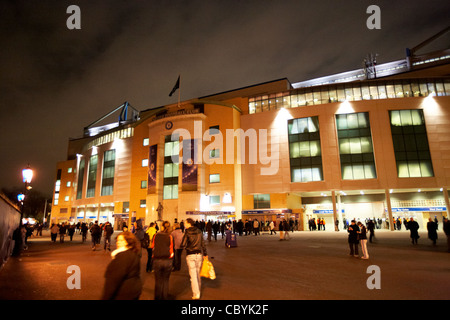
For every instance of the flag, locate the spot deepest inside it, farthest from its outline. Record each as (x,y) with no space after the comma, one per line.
(177,85)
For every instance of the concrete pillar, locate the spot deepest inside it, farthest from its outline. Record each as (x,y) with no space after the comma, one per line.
(388,202)
(341,219)
(447,203)
(333,199)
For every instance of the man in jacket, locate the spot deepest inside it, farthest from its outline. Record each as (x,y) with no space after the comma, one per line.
(353,238)
(162,246)
(195,253)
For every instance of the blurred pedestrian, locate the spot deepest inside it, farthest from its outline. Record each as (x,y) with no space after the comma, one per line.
(54,232)
(162,246)
(432,231)
(362,235)
(71,231)
(447,232)
(195,253)
(62,232)
(151,231)
(413,227)
(352,230)
(177,238)
(122,276)
(96,233)
(108,233)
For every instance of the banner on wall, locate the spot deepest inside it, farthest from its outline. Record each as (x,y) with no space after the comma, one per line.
(151,184)
(190,169)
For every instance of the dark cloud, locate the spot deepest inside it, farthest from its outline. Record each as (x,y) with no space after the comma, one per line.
(55,81)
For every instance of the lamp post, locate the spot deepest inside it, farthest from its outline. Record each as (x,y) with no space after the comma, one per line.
(27,176)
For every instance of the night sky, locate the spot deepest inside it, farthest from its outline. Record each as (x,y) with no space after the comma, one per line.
(55,81)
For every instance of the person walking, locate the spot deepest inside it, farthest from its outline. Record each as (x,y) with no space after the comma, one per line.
(413,227)
(62,232)
(84,229)
(95,234)
(353,238)
(256,227)
(446,227)
(177,235)
(362,233)
(371,229)
(272,227)
(108,232)
(195,253)
(432,231)
(71,231)
(122,275)
(162,246)
(54,232)
(151,231)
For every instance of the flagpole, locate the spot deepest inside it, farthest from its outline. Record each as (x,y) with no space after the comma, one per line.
(179,92)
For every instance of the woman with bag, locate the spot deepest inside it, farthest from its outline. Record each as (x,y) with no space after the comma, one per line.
(195,253)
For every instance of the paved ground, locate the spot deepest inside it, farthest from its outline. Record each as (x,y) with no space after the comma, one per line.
(311,266)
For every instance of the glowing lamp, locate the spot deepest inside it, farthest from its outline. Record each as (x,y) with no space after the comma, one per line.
(27,175)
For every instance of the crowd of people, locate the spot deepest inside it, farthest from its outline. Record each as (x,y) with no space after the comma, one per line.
(165,244)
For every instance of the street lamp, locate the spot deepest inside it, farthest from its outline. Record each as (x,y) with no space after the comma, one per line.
(27,176)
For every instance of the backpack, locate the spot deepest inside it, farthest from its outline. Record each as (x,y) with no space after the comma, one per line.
(145,243)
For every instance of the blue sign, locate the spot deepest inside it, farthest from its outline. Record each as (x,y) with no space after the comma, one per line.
(418,209)
(325,211)
(267,211)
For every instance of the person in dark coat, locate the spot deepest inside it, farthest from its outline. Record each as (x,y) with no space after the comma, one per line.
(432,230)
(353,238)
(413,227)
(123,276)
(447,232)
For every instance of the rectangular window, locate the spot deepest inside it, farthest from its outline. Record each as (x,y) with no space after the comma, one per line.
(126,206)
(109,163)
(304,150)
(215,153)
(214,178)
(92,176)
(171,152)
(214,200)
(80,179)
(261,201)
(355,146)
(409,137)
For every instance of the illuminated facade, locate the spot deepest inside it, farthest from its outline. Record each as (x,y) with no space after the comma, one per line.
(339,147)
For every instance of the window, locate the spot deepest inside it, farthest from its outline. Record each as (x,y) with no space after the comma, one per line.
(126,207)
(109,162)
(92,176)
(214,130)
(214,178)
(409,137)
(304,150)
(215,153)
(355,146)
(214,200)
(261,201)
(171,153)
(80,179)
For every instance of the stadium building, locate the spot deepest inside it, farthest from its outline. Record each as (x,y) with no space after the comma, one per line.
(368,143)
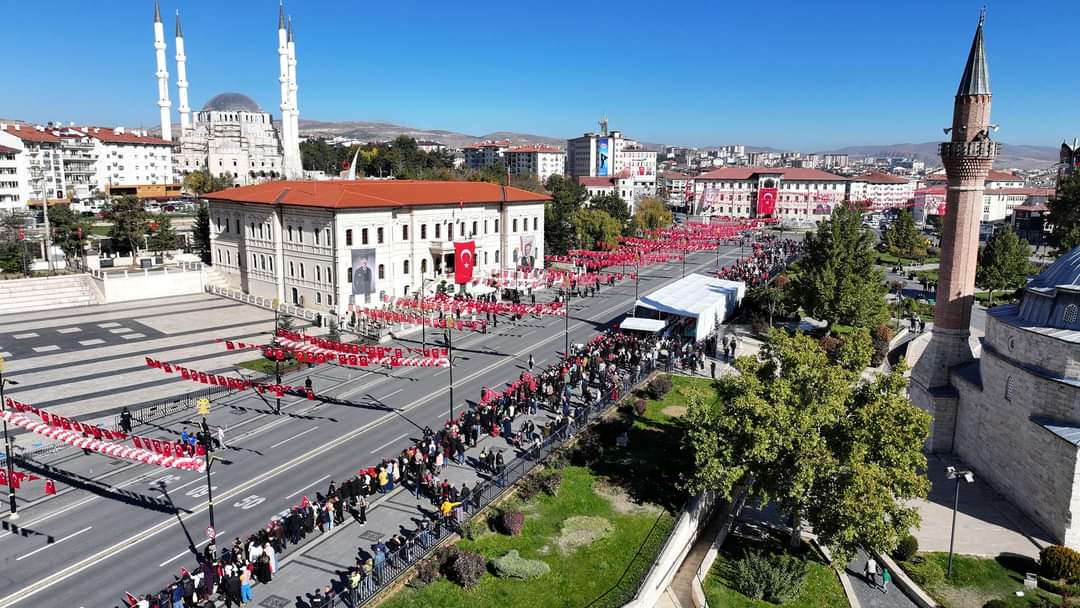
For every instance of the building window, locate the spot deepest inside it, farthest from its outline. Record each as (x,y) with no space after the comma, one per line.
(1070,314)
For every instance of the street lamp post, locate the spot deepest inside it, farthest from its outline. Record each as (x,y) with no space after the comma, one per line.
(7,447)
(952,473)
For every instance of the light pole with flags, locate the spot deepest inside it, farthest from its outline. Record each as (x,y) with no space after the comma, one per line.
(7,447)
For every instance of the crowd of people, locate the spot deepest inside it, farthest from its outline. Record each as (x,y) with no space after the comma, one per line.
(594,370)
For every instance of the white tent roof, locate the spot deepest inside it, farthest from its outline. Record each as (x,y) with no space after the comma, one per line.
(693,295)
(642,324)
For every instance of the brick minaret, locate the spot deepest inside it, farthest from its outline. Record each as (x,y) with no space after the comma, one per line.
(968,158)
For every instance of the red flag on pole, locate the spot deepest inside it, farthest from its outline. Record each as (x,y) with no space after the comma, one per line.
(464,257)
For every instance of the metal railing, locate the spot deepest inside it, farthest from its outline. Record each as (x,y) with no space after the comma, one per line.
(424,541)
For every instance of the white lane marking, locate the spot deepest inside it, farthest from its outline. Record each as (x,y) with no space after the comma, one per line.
(40,549)
(307,486)
(391,442)
(137,538)
(294,436)
(188,552)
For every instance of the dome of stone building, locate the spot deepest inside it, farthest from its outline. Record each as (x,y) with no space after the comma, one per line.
(1052,299)
(231,103)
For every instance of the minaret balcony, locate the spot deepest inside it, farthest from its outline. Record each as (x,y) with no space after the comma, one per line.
(976,149)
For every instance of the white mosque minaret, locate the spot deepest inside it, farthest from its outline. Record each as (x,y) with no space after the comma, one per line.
(231,135)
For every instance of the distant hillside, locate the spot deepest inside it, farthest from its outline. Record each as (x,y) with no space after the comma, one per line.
(1012,156)
(381,131)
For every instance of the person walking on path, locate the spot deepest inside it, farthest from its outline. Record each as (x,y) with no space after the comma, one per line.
(871,571)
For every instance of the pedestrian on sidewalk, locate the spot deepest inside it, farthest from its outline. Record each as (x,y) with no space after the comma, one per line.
(871,571)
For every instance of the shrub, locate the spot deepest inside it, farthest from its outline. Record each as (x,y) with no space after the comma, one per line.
(552,483)
(659,387)
(1060,563)
(925,572)
(511,523)
(468,568)
(906,549)
(639,407)
(774,579)
(514,566)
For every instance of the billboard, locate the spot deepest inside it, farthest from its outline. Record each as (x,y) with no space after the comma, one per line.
(604,157)
(527,259)
(363,275)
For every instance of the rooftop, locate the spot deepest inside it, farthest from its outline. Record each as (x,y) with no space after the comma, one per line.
(341,194)
(785,173)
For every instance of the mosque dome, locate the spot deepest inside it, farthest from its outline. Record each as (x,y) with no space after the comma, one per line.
(231,103)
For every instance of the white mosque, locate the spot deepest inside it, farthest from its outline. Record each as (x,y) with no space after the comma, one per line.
(232,135)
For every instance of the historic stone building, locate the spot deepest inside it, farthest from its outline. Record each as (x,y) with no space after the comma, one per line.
(1009,406)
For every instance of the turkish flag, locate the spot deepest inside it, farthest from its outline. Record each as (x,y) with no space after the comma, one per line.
(464,258)
(766,201)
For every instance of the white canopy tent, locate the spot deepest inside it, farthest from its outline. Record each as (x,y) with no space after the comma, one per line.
(706,299)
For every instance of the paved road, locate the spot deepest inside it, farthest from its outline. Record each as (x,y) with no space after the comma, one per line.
(117,526)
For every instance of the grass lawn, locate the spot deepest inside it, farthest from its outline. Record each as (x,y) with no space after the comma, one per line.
(632,488)
(977,580)
(820,590)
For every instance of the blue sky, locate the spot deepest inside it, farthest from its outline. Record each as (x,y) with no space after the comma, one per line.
(794,75)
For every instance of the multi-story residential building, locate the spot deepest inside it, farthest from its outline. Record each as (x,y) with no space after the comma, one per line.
(751,191)
(486,153)
(306,242)
(39,166)
(11,189)
(881,191)
(539,161)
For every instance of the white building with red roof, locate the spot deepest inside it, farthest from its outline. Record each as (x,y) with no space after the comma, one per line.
(758,191)
(297,241)
(540,161)
(881,191)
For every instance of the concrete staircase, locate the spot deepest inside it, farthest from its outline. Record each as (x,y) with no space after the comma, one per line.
(46,293)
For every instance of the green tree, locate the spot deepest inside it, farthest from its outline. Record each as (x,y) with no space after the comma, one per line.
(201,234)
(651,214)
(1065,215)
(806,434)
(130,223)
(163,238)
(68,230)
(839,282)
(613,205)
(1003,264)
(903,238)
(567,197)
(595,227)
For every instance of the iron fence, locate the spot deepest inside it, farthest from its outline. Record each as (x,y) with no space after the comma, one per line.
(422,542)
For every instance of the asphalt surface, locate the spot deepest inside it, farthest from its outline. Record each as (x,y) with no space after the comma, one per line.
(116,526)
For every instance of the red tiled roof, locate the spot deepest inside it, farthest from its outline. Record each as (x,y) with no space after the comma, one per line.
(878,177)
(29,133)
(537,148)
(108,135)
(1018,191)
(596,181)
(736,173)
(345,194)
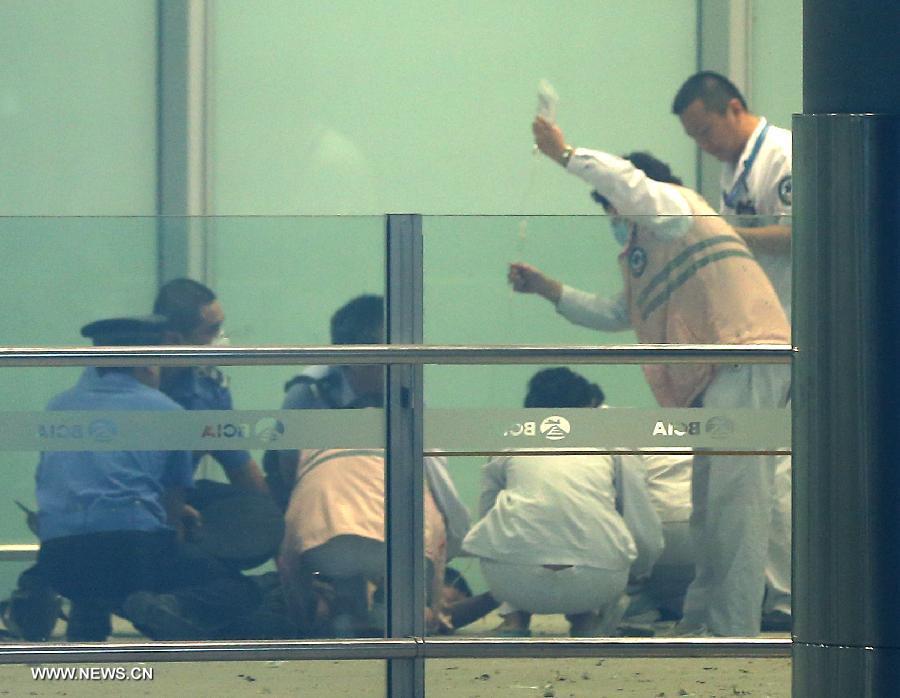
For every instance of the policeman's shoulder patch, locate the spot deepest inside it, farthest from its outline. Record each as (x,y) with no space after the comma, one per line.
(213,374)
(785,190)
(637,260)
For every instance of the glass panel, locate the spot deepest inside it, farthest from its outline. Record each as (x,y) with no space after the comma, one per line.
(279,281)
(277,678)
(317,129)
(592,506)
(120,469)
(586,678)
(685,280)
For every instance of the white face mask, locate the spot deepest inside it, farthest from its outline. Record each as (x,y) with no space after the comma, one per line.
(621,231)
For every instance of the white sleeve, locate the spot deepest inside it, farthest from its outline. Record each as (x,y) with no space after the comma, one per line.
(456,516)
(591,310)
(628,189)
(779,183)
(493,481)
(639,513)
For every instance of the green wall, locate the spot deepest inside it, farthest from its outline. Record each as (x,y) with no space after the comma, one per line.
(351,108)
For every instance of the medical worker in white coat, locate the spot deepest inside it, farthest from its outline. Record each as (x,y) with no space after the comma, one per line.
(756,195)
(561,533)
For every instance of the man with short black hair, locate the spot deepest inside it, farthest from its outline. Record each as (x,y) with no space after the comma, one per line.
(110,522)
(756,183)
(195,317)
(756,172)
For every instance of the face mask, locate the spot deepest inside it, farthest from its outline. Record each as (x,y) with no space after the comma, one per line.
(621,231)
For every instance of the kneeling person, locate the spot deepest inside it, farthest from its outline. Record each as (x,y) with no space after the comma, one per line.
(110,521)
(552,537)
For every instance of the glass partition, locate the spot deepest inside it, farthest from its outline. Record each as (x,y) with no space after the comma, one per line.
(309,442)
(77,440)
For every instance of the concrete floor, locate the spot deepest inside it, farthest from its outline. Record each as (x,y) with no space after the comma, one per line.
(466,678)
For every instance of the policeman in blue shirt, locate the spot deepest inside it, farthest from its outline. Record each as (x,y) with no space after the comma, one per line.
(110,522)
(195,317)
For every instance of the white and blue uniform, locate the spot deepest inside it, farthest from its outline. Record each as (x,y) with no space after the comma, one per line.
(759,186)
(732,496)
(562,510)
(764,193)
(81,492)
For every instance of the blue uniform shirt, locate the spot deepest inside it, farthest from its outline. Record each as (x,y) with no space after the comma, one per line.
(206,388)
(81,492)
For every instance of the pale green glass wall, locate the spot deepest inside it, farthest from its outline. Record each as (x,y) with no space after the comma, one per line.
(78,118)
(776,71)
(367,106)
(343,107)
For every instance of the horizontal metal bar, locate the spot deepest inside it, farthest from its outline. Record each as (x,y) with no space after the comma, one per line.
(19,552)
(610,452)
(396,354)
(624,647)
(456,648)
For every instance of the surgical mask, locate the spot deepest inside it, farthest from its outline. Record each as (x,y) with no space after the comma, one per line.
(621,231)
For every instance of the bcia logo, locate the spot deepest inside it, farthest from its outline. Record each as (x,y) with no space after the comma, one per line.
(103,430)
(227,431)
(269,429)
(717,427)
(676,429)
(556,428)
(553,428)
(61,431)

━━━━━━━━━━━━━━━━━━━━━━━━━━━━━━

— What is required —
Extract the lines of the data above from the line with "For every instance of the bcia" up to and including the final line, and reproduce them without any change.

— Solution to this exercise —
For every instance of the bcia logo, locate the spot deepest inside it, farthest from its outline. Record each as (x,y) with no space after the comma, one per line.
(103,430)
(227,431)
(269,429)
(717,427)
(676,429)
(556,428)
(553,428)
(61,431)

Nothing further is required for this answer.